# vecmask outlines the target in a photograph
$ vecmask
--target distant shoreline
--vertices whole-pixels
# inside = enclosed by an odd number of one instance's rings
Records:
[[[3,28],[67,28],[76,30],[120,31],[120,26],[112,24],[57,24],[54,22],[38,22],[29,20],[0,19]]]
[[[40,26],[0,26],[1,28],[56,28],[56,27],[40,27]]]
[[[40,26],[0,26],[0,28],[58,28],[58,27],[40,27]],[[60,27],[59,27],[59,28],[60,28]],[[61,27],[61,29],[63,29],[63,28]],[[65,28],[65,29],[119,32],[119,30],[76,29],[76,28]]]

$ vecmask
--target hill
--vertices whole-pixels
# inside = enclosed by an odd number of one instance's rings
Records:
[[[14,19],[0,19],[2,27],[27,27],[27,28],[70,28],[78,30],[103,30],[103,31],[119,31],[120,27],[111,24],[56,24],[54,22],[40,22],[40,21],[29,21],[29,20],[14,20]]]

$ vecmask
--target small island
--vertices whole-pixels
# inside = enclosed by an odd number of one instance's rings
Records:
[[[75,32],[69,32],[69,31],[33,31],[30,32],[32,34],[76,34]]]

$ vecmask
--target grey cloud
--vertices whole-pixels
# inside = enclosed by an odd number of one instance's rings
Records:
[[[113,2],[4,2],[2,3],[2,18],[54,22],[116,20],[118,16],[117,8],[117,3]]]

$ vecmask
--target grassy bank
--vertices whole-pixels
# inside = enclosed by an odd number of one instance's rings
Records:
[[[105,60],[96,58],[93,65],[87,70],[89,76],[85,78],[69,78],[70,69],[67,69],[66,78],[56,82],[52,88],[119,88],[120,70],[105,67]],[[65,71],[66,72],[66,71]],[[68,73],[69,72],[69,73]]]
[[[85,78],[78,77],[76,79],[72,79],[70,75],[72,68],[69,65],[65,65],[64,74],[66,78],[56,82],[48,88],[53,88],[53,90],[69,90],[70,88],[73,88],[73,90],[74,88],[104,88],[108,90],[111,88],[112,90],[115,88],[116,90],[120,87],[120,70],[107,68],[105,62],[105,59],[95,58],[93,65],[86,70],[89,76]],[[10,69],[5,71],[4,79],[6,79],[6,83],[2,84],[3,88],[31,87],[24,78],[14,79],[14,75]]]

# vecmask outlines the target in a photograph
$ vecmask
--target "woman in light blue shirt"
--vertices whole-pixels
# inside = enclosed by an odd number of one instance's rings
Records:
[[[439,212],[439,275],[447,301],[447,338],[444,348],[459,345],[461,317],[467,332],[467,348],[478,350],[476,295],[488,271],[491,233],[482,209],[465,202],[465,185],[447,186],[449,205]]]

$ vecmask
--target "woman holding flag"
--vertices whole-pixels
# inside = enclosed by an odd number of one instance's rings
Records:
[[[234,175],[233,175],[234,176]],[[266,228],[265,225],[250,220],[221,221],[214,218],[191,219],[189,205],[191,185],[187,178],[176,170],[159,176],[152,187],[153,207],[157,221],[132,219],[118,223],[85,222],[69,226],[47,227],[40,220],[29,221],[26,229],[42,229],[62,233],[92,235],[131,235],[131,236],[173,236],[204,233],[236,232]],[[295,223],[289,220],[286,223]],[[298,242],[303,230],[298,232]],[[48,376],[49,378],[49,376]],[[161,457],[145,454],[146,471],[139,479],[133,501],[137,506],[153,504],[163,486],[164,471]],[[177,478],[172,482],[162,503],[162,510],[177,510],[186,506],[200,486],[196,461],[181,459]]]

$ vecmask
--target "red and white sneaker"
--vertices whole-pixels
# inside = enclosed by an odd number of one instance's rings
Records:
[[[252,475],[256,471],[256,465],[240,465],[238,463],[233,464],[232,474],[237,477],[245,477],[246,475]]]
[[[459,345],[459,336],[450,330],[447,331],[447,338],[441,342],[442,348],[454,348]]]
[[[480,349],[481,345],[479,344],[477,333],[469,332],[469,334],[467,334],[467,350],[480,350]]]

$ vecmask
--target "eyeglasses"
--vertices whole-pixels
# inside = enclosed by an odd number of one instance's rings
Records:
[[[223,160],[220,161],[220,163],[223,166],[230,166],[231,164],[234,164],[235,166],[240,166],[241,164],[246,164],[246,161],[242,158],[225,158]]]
★ ★ ★ ★
PROBLEM REQUIREMENTS: Each entry above needs to be returned exactly as written.

SOLUTION:
# vecmask outlines the target in a photograph
$ vecmask
--target distant shoreline
--vertices whole-pixels
# inside = enclosed by an odd number of one instance's rings
Records:
[[[3,28],[67,28],[76,30],[120,31],[120,26],[112,24],[57,24],[54,22],[38,22],[29,20],[0,19]]]
[[[40,26],[0,26],[1,28],[56,28],[56,27],[40,27]]]
[[[40,26],[0,26],[0,28],[58,28],[58,27],[40,27]],[[60,27],[59,27],[59,28],[60,28]],[[61,27],[61,29],[63,29],[63,28]],[[65,28],[65,29],[119,32],[119,30],[76,29],[76,28]]]

$ vecmask
--target hill
--vertices whole-pixels
# inside = enclosed by an odd number of one instance's rings
Records:
[[[14,19],[0,19],[2,27],[27,27],[27,28],[70,28],[78,30],[103,30],[103,31],[119,31],[120,27],[111,24],[56,24],[54,22],[40,22],[40,21],[29,21],[29,20],[14,20]]]

$ vecmask
--target small island
--vertices whole-pixels
# inside = enclosed by an odd number of one instance's rings
Records:
[[[75,32],[69,32],[69,31],[33,31],[30,32],[32,34],[76,34]]]

$ vecmask
--target grey cloud
--vertices whole-pixels
# inside = enclosed by an odd number of one instance's rings
Records:
[[[113,2],[4,2],[2,3],[2,18],[54,22],[116,20],[118,16],[117,8],[117,3]]]

$ vecmask
--target grassy bank
--vertices whole-pixels
# inside = enclosed by an odd number of one instance's rings
Records:
[[[105,60],[96,58],[93,65],[87,70],[89,76],[85,78],[69,78],[70,69],[67,69],[66,78],[56,82],[52,88],[119,88],[120,70],[105,67]],[[65,71],[66,72],[66,71]],[[68,73],[69,72],[69,73]]]
[[[85,78],[78,77],[76,79],[72,79],[70,75],[72,68],[69,65],[65,65],[64,74],[66,78],[56,82],[48,88],[53,88],[53,90],[69,90],[70,88],[73,88],[73,90],[74,88],[104,88],[108,90],[111,88],[112,90],[115,88],[116,90],[120,87],[120,70],[107,68],[105,62],[105,59],[95,58],[93,65],[86,70],[89,76]],[[10,69],[5,71],[4,79],[6,79],[6,83],[2,84],[3,88],[31,87],[24,78],[14,79],[14,75]]]

# vecmask outlines the target in a photograph
$ vecmask
--target "woman in light blue shirt"
--vertices whole-pixels
# inside = enclosed by an odd number of one instance's rings
Records:
[[[439,212],[439,275],[447,301],[447,338],[444,348],[459,345],[461,317],[467,332],[467,348],[478,350],[476,295],[488,271],[491,233],[482,209],[465,202],[465,185],[447,186],[449,205]]]

$ vecmask
--target "woman holding flag"
--vertices whole-pixels
# inside = enclosed by an odd number of one instance's rings
Records:
[[[234,175],[233,175],[234,176]],[[266,228],[265,225],[250,220],[221,221],[214,218],[191,219],[189,205],[191,185],[187,178],[176,170],[159,176],[152,187],[153,207],[157,221],[132,219],[118,223],[85,222],[69,226],[47,227],[40,220],[29,221],[26,229],[42,229],[62,233],[92,235],[131,235],[131,236],[173,236],[204,233],[236,232]],[[295,223],[289,220],[286,223]],[[298,242],[303,230],[298,232]],[[48,376],[49,378],[49,376]],[[161,457],[145,454],[146,471],[139,479],[133,501],[137,506],[153,504],[163,486],[164,471]],[[177,478],[172,482],[162,503],[162,510],[177,510],[186,506],[200,486],[196,461],[181,459]]]

$ vecmask
--target "red and white sneaker"
--vertices whole-pixels
# inside = enclosed by an odd number of one instance's rings
Records:
[[[252,475],[256,471],[256,465],[240,465],[238,463],[233,464],[232,474],[237,477],[245,477],[246,475]]]
[[[459,345],[459,336],[450,330],[447,331],[447,338],[441,342],[442,348],[454,348]]]
[[[480,349],[481,345],[479,344],[477,333],[469,332],[469,334],[467,334],[467,350],[480,350]]]

$ vecmask
--target "eyeglasses"
--vertices whole-pixels
# inside = enclosed by an odd number of one instance's rings
Records:
[[[223,160],[220,161],[220,163],[223,166],[230,166],[231,164],[234,164],[235,166],[240,166],[241,164],[246,164],[246,161],[242,158],[225,158]]]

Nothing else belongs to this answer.